Material for this exercise:
►

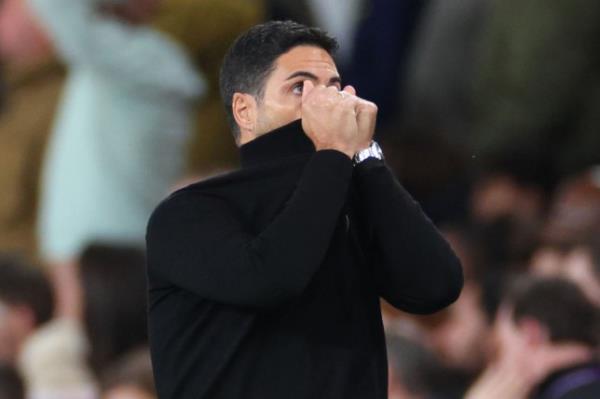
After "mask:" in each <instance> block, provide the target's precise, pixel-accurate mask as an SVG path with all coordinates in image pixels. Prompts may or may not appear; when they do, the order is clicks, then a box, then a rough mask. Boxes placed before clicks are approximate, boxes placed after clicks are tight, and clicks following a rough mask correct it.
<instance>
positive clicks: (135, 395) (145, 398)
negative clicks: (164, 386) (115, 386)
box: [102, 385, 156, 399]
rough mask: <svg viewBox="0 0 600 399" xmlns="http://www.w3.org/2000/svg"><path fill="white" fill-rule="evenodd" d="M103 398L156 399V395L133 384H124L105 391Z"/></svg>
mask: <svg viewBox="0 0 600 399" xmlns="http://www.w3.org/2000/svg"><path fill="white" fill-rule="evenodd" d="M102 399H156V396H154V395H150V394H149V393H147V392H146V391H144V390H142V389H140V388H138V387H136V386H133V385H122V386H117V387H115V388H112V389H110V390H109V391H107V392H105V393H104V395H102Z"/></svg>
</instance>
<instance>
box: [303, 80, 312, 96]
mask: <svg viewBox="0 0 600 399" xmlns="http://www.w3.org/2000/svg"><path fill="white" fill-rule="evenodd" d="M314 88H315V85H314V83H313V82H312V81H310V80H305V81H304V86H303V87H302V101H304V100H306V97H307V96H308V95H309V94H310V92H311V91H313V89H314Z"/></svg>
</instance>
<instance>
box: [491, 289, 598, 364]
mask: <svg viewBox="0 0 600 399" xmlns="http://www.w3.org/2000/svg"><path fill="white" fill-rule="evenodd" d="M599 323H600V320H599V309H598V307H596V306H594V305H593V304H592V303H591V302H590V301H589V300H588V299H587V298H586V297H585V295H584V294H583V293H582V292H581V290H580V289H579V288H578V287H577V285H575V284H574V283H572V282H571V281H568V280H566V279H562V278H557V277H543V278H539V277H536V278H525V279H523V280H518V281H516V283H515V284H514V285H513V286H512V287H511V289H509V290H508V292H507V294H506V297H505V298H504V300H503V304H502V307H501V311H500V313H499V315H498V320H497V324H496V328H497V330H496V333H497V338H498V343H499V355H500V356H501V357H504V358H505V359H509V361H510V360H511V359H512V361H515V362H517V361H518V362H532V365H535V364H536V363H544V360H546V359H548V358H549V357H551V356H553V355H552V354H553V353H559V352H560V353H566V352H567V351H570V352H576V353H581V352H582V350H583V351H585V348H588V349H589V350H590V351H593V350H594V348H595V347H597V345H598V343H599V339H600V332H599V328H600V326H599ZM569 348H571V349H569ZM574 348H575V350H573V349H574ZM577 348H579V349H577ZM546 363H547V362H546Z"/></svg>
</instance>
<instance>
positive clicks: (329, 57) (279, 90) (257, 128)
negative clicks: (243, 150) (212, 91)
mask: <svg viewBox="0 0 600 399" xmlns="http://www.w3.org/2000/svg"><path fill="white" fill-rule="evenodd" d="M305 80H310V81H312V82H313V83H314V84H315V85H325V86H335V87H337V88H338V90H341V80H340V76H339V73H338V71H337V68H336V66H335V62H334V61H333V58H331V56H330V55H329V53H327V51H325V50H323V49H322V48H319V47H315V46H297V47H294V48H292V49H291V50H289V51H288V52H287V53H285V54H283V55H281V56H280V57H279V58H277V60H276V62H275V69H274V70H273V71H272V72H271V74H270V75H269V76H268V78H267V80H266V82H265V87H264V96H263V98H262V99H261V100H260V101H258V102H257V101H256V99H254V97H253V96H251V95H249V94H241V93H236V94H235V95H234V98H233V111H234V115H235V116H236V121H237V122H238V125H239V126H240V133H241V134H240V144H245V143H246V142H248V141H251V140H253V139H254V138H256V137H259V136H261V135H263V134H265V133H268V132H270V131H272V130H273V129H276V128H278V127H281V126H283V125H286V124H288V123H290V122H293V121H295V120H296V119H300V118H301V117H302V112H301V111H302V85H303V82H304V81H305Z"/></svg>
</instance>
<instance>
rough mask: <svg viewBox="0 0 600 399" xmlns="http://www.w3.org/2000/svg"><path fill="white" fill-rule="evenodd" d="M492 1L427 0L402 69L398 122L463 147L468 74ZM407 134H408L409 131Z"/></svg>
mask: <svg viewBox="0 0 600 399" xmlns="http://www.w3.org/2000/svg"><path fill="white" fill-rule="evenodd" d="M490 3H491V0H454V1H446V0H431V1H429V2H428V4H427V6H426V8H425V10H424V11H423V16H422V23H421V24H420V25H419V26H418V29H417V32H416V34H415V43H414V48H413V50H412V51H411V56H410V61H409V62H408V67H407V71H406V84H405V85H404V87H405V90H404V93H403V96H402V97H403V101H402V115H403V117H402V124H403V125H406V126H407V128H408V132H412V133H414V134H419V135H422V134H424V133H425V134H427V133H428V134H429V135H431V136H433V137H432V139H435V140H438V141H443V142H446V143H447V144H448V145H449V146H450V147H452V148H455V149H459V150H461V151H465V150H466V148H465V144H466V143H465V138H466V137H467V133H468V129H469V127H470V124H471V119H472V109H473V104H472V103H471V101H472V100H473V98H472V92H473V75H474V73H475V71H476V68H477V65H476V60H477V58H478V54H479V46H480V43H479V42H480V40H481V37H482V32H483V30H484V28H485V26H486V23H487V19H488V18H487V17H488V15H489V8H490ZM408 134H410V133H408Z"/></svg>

◄

Exercise requirements: Put everything from the start of the data down to and including the line that contains "positive clicks: (135, 395) (145, 398)" into a JSON list of strings, with one string per line and no blank lines. Leave the pictures out of the list.

Solution for this problem:
[
  "After \"mask:\" in each <instance> block, provide the target's precise, pixel-accurate mask as an SVG path with all coordinates in image pixels. Prompts may or may not appear; when they do, the order is clicks, then a box, then a rough mask. Boxes placed before clicks are approximate, boxes placed after clicks are tight, and clicks following a rough mask correct it.",
  "<instance>",
  "positive clicks: (135, 395) (145, 398)"
]